Work required -> Starting at the top line and ending at the last, restate the records exactly.

*** Data ***

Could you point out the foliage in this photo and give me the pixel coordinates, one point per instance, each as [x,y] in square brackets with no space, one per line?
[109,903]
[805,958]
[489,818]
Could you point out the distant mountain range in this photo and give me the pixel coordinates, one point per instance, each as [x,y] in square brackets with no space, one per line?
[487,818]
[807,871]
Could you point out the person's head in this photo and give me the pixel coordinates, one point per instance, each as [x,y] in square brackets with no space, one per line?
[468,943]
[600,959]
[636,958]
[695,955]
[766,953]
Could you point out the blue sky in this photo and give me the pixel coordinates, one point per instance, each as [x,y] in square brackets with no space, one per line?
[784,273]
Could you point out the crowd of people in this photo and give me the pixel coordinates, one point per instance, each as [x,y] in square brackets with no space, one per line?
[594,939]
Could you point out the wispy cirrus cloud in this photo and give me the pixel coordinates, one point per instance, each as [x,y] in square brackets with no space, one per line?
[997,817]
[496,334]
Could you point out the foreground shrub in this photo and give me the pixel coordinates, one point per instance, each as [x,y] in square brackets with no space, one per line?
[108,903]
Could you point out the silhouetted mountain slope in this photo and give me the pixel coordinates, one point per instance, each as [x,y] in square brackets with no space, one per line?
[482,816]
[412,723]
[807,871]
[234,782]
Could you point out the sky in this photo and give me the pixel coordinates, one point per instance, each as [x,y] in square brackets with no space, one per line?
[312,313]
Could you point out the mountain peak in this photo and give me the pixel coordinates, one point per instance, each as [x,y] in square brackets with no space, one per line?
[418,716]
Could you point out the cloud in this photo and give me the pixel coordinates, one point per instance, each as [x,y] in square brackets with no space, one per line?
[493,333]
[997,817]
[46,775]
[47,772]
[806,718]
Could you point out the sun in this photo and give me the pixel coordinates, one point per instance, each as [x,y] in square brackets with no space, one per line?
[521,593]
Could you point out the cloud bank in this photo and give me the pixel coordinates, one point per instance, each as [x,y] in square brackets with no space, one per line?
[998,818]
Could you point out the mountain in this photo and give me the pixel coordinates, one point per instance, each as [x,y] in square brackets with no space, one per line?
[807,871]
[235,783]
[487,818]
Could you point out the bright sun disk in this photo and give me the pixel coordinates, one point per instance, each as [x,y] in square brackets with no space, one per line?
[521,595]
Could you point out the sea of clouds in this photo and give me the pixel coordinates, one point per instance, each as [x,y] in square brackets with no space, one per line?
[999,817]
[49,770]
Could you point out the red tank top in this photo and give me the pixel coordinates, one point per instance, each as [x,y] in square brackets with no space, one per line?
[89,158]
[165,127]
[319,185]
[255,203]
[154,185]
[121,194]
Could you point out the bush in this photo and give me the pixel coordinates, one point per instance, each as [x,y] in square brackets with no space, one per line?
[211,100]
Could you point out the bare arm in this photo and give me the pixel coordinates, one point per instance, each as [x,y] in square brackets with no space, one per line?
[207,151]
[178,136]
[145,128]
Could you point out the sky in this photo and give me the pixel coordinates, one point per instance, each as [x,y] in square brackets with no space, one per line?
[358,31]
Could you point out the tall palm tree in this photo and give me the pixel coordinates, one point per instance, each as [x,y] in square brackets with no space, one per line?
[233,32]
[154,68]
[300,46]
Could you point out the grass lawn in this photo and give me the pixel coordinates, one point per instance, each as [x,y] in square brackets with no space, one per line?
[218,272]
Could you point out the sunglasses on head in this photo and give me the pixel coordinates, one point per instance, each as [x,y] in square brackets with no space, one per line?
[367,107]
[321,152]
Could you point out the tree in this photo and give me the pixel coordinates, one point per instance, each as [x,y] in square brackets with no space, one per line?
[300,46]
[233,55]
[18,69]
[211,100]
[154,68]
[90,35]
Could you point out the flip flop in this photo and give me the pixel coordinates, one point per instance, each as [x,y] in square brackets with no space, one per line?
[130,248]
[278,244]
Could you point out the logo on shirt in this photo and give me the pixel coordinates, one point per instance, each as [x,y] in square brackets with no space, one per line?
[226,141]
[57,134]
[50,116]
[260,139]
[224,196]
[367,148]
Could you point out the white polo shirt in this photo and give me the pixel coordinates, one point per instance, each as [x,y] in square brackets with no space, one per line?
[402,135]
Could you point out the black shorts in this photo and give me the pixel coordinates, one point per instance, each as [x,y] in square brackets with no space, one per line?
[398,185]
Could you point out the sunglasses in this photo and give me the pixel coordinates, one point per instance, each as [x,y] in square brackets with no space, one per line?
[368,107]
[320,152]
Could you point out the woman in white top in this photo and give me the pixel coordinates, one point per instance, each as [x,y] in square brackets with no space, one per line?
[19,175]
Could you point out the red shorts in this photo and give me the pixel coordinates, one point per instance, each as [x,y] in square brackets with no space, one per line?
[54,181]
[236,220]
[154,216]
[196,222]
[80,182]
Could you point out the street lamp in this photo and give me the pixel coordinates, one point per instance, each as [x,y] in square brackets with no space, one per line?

*** End of Data ***

Exercise result ->
Could you point out the foliage in this photo and give me the pixel coordinates, one point per instance, each as [x,y] in square brackets with no space, one per line?
[109,903]
[805,958]
[489,818]
Could you point out the distant mountain range in this photo and give me the pixel coordinates, one point per instance, each as [x,y] in square brackets with no space, one per line?
[487,818]
[807,871]
Could you point out the person's head in this photo and give me the pixel coordinates, one point per instance, each as [x,y] in square brackets with no space, one per line?
[468,943]
[600,959]
[636,958]
[695,955]
[766,953]
Could you point out the blue sky in this photo and give me the pixel coordinates, one point per instance, each as [x,y] in square brackets with no space, one per line?
[784,273]
Could you point out the crowd of people in this photo and give me the pixel coordinates, one point per instance, each as [x,y] in square brackets with no space, one per line?
[594,939]
Could you point out the wispy cirrus cloud in this photo and give me the pixel coordinates, one point per instance, each as [x,y] in square brackets with no space, one per line?
[997,817]
[496,334]
Could you point out the foreground shrub in this photo and give me the pixel coordinates, one point per instance, each as [x,y] in square brackets with no space, one per line?
[108,903]
Could you point out the silhouetted mountain slope in this photo and give me the pixel coordinates, one point per instance, each as [x,y] in square brackets with no space, one per line?
[482,816]
[412,723]
[807,871]
[234,782]
Could you point out the sky in this photo and give me the pixel coordinates, one point per instance, each as [x,y] in square brackets with no space, one per line?
[312,313]
Could you point out the mountain peak in this photo and give me the pixel coordinates, one point per instance, each as [x,y] in square brackets with no space, one per line?
[418,716]
Could you point out the cloud in this photo and give me the pixel coordinates, one point per instance, each as [x,y] in square brackets with no space, one per line?
[493,333]
[997,817]
[46,775]
[47,772]
[806,718]
Could you point out the sun in this photo and give me the pixel coordinates, one point per instance, each as [x,y] in square brackets with no space, one per line?
[521,593]
Could you point out the cloud bank in this photo and give me the pixel coordinates, one point per instance, each as [x,y] in square brackets with no space, one per line?
[998,818]
Could you point out the mountain in this photo and give me the pixel coordinates, one point per instance, each as [x,y] in square brackets with no space, one per line?
[807,871]
[235,783]
[487,818]
Could you point out the bright sun disk in this photo and give me the pixel coordinates, one point per instance, each as [x,y] in square brackets with no space, one per line?
[521,595]
Could you point out the sea of clouds in this photo and give me the pixel coordinates, one point per instance, each as [x,y] in square brackets with no space, one per line?
[999,817]
[49,770]
Could you point out the red tank top in this photo and give me the pixel coordinates, one point per instance, each as [x,y] in square brackets with no space, one per line?
[89,158]
[165,127]
[319,185]
[255,203]
[154,185]
[121,194]
Could you point out the bush in this photo and give me the pixel coordinates, one point per instance, each as [x,y] in square brackets with no space, one per line?
[211,100]
Could you point out the bare arm in this photo and give me the pixel coordinates, one point per instance, each as [x,y] in square brackets with no space, one per line?
[207,151]
[178,136]
[145,128]
Could you point out the sky in this photo and give me the pixel coordinates, one point per instance, each as [x,y] in square brackets with no space, one per line?
[358,31]
Could you point out the tall palm tree in this photo and give me the pixel coordinates, one point per instance, each as [x,y] in square brackets with no space, one per line?
[233,32]
[154,68]
[300,46]
Could you point out the grass lawn in this photo and give me the pixel coordinates, one point per instance, each as [x,y] in square brackets with no space, one per line?
[218,272]
Could you point out the sunglasses on head in this photo and give me the pixel coordinates, one point per instance, each as [x,y] in square brackets with no space, one per line?
[367,107]
[321,152]
Could you point out the tree in this photo and give me the pixel coordinates, one point per instance, each as [x,y] in square brackets with no space, one per line?
[300,46]
[233,55]
[18,69]
[211,100]
[154,68]
[90,35]
Could you point out the flip flop in this photo and give me the pixel coordinates, one point per instance, each as [x,y] in square brackets with no space, one per line?
[130,248]
[278,244]
Could you point out the logo on shirt in this photo and give me the pixel coordinates, one point per instance, each as [x,y] in square brackets with no space, one per line?
[226,141]
[57,134]
[50,116]
[260,139]
[224,196]
[367,148]
Could you point out the white polo shirt in this photo and give me the pixel coordinates, one point per instance, each as [x,y] in square brackets with no space, one per line?
[402,135]
Could you point out the black shorts in this photo and give me the pixel coordinates, one point per instance, each as [x,y] in square brackets with no space, one per line?
[398,185]
Could you point out the sunglasses in this photo and give me the pixel coordinates, one point per instance, each as [x,y] in square brackets with no space, one per line?
[368,107]
[320,152]
Could you point out the woman in white top in this photo and give me the pixel coordinates, one point per instance, each as [x,y] in square brackets with no space, one per line?
[19,175]
Could you point out the red shorts in this photo and give me the pixel coordinates, one point per instance, each as [x,y] in square brackets with no space, one per line?
[54,181]
[236,220]
[154,216]
[196,222]
[80,182]
Could you point out the street lamp in this photo and give me the pixel coordinates, one point per instance, each as [x,y] in square brackets with no space, one per line?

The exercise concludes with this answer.